### Pasaje del texto

Después, a pesar de que volví a volar sola y de niña en algunas otras oportunidades, recién a los dieciocho años hubo un segundo viaje que ubico en la lista de los fundamentales. Esa vez me había ido a Europa con dos amigas y en un momento del trayecto, cuando estábamos en Praga, decidimos separarnos: ellas querían ir a Grecia y yo quería volver a España para estar unos días con mi padre. El regreso a Madrid fue en tren, de noche y acompañada por un misterioso marroquí que estaba en mi compartimiento, que se tomaba el estómago –parecía herido de arma blanca- y que preguntaba por Diego Maradona. Pero lo importante no fue eso, sino lo otro: en algún momento, sé que miré el mapa de ciudades por las que pasaba el tren y me detuve en Milán. Quería, supe de improviso, conocer Milán. Y cuando el tren llegó a la estación, en la medianoche de un sábado, tomé la mochila, me bajé sin pensarlo y recuperé aquella sensación de la infancia: el vacío en el estómago –y el arrebato vital- de saberme sola.

Pasaron desde este último episodio casi dos décadas. Y ahora, revisando estas anécdotas, noto que forman parte de la misma línea de sentido que terminó en Chiapas. El viaje a México se gestó cuando yo era chica, creció cuando me bajé del tren y alcanzó su madurez, finalmente, a los veintiún años, cuando llegué al DF convencida de que ahí empezaba una aventura iniciática y con la seguridad de que esa libertad que me colmaba había sido cocinada largamente, durante muchos años.
No recuerdo cuánto duró el viaje del DF hasta San Cristóbal de las Casas, considerado “capital cultural” del estado de Chiapas. Según la información que encuentro en Google, ambos puntos están separados por 913 kilómetros y eso significa que –si se va por tierra- el trayecto es bastante largo. En auto, el traslado toma diez horas. Y en ómnibus –que es como yo fui- todo puede durar bastante más.
De aquel viaje tengo esta imagen: hay un ómnibus oscuro y de cortinas cerradas, hay una gallina, y hay un aire caliente y robusto. “Por los costados nos pasan indios de la Selva Lacandona –dice mi libreta-. También hay militares verdes en camionetas verdes y armados hasta los dientes con metrallas verdes. Todo es verde por acá”.

Llegué a San Cristóbal de las Casas al atardecer. Era, ya a primera vista, un pueblo colonial encantador. Hoy San Cristóbal tiene 180 mil habitantes, pero en ese entonces era un páramo íntimo, encendido y prolijo, surcado por calles angostas y con edificios de inolvidable belleza. De todas esas construcciones (la Catedral, el Municipio, los caserones adaptados para el turismo) la que más recuerdo es la Iglesia de Santo Domingo. No tanto por el interior o la fachada, sino porque en la entrada se desplegaba un mercado artesanal.

######
### Líneas sin procesar

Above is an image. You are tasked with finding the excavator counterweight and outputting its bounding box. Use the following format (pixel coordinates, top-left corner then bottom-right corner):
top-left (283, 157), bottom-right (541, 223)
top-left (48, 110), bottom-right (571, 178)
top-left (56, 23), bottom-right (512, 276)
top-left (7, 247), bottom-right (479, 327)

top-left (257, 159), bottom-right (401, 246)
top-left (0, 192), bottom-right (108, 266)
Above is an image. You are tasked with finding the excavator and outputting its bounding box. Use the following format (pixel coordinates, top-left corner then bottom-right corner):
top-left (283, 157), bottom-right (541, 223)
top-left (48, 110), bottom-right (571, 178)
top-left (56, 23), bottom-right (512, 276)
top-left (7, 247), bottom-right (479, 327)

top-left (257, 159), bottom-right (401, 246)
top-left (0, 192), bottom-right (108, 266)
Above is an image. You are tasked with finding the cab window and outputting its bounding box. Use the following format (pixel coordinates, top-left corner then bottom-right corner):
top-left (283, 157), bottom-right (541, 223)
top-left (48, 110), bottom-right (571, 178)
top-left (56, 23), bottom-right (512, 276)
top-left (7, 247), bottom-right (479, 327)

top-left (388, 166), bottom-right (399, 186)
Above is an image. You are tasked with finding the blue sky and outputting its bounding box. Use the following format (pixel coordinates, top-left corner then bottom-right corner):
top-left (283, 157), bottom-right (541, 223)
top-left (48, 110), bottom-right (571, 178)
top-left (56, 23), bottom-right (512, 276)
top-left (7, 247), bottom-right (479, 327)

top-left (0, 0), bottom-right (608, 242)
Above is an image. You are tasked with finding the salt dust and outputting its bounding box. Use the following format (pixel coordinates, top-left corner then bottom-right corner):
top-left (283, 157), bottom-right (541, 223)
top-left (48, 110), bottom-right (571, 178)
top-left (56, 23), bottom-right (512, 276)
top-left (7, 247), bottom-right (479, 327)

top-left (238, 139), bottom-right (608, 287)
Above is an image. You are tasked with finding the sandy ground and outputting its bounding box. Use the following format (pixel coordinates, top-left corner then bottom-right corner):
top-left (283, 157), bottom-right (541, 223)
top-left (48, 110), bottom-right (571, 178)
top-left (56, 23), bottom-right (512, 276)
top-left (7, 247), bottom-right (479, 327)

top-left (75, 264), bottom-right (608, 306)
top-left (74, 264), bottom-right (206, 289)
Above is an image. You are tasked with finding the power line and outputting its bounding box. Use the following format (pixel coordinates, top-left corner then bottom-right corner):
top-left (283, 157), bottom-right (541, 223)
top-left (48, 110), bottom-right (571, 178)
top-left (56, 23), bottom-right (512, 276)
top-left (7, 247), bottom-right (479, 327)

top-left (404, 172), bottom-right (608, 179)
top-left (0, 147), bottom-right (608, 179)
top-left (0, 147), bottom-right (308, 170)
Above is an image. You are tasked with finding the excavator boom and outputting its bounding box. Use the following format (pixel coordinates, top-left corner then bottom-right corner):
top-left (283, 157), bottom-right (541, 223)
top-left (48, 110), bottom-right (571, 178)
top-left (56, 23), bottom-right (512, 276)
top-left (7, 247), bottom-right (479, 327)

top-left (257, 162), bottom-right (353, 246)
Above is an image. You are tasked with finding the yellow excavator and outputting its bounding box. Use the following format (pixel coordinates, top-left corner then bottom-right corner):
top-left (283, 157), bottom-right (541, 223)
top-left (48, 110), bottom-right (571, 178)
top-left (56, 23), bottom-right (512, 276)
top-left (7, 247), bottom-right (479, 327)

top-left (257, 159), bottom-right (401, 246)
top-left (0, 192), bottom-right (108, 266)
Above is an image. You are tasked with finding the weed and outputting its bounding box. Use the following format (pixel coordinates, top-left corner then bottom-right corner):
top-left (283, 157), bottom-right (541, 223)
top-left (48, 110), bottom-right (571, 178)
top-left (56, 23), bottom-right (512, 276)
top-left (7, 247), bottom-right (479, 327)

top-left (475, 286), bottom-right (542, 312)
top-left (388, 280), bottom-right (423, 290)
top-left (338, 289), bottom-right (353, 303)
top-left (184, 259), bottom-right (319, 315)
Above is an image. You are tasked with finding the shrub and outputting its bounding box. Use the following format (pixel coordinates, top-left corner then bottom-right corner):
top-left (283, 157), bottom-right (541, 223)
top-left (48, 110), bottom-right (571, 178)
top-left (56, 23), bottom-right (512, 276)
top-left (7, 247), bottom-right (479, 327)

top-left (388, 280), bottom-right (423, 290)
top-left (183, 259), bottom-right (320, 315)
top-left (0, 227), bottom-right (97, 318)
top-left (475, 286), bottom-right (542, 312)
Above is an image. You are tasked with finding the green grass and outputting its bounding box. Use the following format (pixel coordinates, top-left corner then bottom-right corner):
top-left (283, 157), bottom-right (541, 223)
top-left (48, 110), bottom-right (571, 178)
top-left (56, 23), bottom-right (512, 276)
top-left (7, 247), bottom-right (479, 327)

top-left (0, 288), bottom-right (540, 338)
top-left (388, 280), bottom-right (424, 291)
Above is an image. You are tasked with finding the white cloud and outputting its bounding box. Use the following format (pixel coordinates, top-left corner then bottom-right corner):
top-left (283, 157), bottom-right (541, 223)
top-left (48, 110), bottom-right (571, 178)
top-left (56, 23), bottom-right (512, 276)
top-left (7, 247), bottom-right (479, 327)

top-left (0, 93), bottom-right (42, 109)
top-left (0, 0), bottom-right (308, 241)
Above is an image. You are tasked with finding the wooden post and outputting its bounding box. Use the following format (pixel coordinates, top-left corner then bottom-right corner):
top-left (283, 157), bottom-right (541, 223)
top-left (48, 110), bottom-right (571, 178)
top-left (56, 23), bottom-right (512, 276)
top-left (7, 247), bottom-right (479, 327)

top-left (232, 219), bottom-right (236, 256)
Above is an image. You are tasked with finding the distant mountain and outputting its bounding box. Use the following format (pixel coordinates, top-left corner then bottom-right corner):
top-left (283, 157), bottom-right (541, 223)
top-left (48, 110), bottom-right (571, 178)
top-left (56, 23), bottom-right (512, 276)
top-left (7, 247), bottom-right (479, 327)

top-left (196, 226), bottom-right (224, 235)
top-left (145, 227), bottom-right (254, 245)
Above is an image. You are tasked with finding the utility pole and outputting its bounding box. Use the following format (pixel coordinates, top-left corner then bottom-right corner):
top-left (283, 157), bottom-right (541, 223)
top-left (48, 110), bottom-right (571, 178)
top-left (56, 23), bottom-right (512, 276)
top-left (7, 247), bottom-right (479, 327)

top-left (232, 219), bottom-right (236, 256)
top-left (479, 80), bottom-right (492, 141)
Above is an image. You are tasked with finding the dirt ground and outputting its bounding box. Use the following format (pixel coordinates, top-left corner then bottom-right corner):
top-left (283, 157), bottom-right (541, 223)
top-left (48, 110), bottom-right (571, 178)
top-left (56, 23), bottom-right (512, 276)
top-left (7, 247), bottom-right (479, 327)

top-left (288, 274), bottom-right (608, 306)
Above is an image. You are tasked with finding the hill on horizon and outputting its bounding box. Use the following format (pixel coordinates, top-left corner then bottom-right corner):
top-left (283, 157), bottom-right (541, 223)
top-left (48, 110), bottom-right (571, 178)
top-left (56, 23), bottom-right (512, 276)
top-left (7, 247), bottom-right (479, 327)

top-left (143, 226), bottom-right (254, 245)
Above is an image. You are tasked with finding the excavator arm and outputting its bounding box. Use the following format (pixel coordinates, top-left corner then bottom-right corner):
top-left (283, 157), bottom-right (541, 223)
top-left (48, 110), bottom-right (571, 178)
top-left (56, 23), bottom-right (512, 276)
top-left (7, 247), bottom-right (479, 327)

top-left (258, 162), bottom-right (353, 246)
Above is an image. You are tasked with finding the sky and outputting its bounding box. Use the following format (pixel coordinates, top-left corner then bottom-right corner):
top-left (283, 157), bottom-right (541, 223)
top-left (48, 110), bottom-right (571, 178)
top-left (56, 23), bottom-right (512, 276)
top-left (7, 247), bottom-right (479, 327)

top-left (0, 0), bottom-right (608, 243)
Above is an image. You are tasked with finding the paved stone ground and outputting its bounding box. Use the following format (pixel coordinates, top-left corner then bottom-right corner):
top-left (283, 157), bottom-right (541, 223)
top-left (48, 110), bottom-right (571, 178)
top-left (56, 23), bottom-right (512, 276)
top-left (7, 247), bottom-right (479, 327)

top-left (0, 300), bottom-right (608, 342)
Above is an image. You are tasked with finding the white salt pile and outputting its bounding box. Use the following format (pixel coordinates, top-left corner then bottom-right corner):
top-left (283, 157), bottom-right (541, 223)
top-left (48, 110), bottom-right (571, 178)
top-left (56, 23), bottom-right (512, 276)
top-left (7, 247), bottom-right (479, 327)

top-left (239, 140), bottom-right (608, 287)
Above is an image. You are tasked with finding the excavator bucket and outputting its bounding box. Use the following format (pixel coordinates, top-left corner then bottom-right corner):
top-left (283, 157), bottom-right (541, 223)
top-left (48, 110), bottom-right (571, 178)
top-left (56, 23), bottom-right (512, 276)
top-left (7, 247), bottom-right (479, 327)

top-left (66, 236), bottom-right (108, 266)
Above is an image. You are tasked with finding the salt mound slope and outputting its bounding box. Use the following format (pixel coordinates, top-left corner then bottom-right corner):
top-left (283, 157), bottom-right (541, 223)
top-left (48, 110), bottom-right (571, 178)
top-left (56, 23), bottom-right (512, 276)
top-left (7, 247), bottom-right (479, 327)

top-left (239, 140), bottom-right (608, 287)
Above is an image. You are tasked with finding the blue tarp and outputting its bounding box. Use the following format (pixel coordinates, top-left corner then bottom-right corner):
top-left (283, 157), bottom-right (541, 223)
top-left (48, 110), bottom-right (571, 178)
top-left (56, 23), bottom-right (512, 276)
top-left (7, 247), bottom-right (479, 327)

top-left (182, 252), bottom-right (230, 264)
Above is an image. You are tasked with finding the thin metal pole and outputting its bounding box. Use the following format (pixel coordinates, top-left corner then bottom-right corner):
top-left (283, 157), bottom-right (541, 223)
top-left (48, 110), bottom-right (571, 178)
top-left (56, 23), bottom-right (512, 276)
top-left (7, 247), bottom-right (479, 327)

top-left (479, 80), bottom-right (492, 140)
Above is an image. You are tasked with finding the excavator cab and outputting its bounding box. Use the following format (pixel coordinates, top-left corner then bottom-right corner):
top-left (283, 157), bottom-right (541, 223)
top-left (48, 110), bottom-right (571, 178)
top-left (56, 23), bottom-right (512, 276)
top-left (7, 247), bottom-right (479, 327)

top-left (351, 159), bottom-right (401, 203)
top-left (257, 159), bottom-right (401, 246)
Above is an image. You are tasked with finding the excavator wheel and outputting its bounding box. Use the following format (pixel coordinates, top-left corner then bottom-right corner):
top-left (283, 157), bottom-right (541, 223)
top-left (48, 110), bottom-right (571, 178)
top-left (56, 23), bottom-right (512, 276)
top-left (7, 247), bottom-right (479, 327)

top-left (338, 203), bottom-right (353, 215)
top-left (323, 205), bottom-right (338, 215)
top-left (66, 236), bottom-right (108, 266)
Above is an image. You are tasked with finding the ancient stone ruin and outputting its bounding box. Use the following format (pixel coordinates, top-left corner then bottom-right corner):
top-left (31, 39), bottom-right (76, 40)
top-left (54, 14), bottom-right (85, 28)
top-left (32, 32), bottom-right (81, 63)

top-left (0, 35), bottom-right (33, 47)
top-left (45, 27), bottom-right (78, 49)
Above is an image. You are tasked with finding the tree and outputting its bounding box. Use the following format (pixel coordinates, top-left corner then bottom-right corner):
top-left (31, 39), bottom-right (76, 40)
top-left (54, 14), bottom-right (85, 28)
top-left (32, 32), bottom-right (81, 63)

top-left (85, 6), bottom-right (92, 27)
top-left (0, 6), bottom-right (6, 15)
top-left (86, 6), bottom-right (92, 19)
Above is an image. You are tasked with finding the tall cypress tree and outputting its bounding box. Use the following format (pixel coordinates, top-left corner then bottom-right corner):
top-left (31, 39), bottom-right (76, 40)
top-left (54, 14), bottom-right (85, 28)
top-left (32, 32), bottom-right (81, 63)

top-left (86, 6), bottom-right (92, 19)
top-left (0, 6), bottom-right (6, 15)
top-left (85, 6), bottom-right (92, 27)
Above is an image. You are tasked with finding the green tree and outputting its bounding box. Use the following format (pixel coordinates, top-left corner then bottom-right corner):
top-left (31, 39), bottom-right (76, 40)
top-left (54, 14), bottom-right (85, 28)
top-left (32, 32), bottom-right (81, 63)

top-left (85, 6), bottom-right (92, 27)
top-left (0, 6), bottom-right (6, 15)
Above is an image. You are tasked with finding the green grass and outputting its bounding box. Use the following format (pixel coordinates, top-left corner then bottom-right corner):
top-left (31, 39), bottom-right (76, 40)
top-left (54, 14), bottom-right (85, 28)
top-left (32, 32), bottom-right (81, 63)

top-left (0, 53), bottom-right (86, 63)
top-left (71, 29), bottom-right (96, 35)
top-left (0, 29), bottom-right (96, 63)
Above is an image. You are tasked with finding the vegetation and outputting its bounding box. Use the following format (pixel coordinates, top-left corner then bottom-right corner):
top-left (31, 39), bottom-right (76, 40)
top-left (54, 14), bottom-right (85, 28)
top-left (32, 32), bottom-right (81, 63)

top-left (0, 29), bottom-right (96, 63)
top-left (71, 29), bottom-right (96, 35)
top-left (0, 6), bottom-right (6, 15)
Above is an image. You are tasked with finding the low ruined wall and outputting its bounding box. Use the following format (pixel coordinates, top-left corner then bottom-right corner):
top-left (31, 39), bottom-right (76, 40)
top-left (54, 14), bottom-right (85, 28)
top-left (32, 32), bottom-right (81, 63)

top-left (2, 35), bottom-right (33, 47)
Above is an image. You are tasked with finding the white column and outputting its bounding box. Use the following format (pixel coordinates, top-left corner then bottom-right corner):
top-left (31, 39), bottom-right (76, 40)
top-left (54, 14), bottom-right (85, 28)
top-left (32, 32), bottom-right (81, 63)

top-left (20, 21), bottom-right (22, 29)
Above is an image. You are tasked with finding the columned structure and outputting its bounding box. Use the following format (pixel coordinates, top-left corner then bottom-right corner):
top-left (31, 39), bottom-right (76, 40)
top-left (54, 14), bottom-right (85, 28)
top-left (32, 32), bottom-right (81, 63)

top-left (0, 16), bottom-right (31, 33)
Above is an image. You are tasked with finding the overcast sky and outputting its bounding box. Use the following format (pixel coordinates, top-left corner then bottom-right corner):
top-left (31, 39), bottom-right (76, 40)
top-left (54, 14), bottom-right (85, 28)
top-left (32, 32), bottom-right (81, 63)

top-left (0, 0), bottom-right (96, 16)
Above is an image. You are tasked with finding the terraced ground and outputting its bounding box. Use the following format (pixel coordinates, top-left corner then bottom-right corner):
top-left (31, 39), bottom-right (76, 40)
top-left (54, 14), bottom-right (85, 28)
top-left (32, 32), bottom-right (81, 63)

######

Copia del relato sobre el viaje a Chiapas el tramo que va de "Pasaron desde este" a "durar bastante más.", ambos incluidos.

Pasaron desde este último episodio casi dos décadas. Y ahora, revisando estas anécdotas, noto que forman parte de la misma línea de sentido que terminó en Chiapas. El viaje a México se gestó cuando yo era chica, creció cuando me bajé del tren y alcanzó su madurez, finalmente, a los veintiún años, cuando llegué al DF convencida de que ahí empezaba una aventura iniciática y con la seguridad de que esa libertad que me colmaba había sido cocinada largamente, durante muchos años.
No recuerdo cuánto duró el viaje del DF hasta San Cristóbal de las Casas, considerado “capital cultural” del estado de Chiapas. Según la información que encuentro en Google, ambos puntos están separados por 913 kilómetros y eso significa que –si se va por tierra- el trayecto es bastante largo. En auto, el traslado toma diez horas. Y en ómnibus –que es como yo fui- todo puede durar bastante más.